== Materials provided
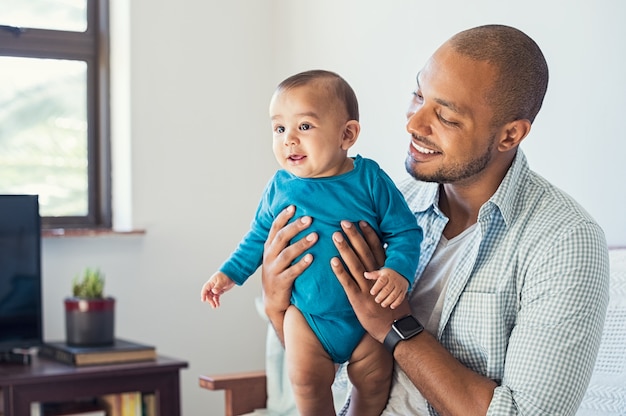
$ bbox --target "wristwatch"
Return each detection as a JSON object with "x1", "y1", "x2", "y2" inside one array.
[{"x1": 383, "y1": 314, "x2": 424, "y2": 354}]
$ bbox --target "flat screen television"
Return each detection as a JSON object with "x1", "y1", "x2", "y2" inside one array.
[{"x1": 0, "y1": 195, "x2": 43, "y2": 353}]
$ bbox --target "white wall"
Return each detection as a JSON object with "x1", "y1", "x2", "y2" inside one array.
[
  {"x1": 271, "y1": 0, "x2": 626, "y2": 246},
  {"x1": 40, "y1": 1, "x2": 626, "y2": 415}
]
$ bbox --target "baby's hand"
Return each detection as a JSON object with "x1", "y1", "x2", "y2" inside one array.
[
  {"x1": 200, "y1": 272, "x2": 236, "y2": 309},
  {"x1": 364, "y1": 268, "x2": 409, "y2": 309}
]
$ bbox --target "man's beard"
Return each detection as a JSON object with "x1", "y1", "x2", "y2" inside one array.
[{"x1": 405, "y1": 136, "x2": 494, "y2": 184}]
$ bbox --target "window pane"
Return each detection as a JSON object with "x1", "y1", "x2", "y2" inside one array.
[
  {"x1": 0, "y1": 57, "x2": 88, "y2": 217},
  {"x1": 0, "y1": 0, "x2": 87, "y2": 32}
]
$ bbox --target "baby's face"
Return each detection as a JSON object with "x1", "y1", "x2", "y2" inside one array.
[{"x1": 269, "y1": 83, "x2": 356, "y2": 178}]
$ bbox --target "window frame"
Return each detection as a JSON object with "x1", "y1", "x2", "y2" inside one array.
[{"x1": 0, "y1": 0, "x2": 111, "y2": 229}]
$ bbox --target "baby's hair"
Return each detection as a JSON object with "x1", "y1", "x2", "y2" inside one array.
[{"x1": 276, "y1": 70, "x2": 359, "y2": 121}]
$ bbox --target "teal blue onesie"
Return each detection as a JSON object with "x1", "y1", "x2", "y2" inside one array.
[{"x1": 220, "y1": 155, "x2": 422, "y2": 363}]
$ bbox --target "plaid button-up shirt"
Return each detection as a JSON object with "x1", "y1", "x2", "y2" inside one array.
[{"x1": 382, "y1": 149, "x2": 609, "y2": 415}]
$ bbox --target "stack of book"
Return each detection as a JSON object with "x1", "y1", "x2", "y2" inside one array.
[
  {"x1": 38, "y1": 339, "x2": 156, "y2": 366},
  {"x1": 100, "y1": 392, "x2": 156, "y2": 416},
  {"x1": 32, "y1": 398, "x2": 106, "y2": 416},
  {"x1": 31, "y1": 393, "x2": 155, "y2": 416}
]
====
== Materials provided
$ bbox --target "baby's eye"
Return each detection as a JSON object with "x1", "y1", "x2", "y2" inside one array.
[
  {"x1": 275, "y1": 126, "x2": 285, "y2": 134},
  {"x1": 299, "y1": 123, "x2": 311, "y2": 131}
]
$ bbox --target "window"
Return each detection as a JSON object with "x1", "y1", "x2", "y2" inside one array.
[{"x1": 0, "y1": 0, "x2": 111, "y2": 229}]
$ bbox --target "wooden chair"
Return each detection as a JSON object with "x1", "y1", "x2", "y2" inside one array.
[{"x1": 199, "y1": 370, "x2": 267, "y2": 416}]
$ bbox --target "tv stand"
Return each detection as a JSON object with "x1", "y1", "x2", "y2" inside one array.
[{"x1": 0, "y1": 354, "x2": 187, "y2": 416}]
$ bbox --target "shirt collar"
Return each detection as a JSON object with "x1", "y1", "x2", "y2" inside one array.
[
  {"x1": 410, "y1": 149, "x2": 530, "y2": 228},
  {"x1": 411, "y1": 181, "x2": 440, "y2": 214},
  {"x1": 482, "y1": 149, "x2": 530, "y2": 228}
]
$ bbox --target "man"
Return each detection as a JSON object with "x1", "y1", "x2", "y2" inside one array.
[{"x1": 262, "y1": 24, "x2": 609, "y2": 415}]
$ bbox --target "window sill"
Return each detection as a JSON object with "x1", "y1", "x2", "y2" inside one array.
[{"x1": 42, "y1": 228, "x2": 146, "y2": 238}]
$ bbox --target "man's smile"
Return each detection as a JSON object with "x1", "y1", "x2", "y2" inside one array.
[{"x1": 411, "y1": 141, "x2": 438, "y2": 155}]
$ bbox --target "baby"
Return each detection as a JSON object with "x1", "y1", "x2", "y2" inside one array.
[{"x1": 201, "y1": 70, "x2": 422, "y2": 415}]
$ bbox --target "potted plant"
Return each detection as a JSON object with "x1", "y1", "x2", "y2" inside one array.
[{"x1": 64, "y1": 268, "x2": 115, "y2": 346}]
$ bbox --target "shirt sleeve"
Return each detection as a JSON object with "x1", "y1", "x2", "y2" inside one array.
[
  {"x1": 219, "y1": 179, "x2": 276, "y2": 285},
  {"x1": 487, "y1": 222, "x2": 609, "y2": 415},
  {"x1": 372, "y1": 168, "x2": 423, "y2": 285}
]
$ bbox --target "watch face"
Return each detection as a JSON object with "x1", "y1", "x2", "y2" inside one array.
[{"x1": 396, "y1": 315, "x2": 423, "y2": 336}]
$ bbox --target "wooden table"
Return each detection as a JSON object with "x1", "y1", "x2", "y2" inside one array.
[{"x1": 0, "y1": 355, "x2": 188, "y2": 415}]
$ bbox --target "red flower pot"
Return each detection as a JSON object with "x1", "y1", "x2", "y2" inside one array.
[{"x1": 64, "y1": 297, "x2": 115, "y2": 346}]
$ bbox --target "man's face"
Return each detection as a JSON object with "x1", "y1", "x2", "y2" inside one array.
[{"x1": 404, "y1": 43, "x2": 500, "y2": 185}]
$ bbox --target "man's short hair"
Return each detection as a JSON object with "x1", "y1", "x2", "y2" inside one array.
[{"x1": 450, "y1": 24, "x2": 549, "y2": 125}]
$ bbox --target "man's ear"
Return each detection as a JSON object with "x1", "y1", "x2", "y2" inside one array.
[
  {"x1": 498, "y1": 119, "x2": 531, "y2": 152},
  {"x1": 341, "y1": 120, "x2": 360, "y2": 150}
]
====
Please count the lines of the entries above that include "window" and give only the total.

4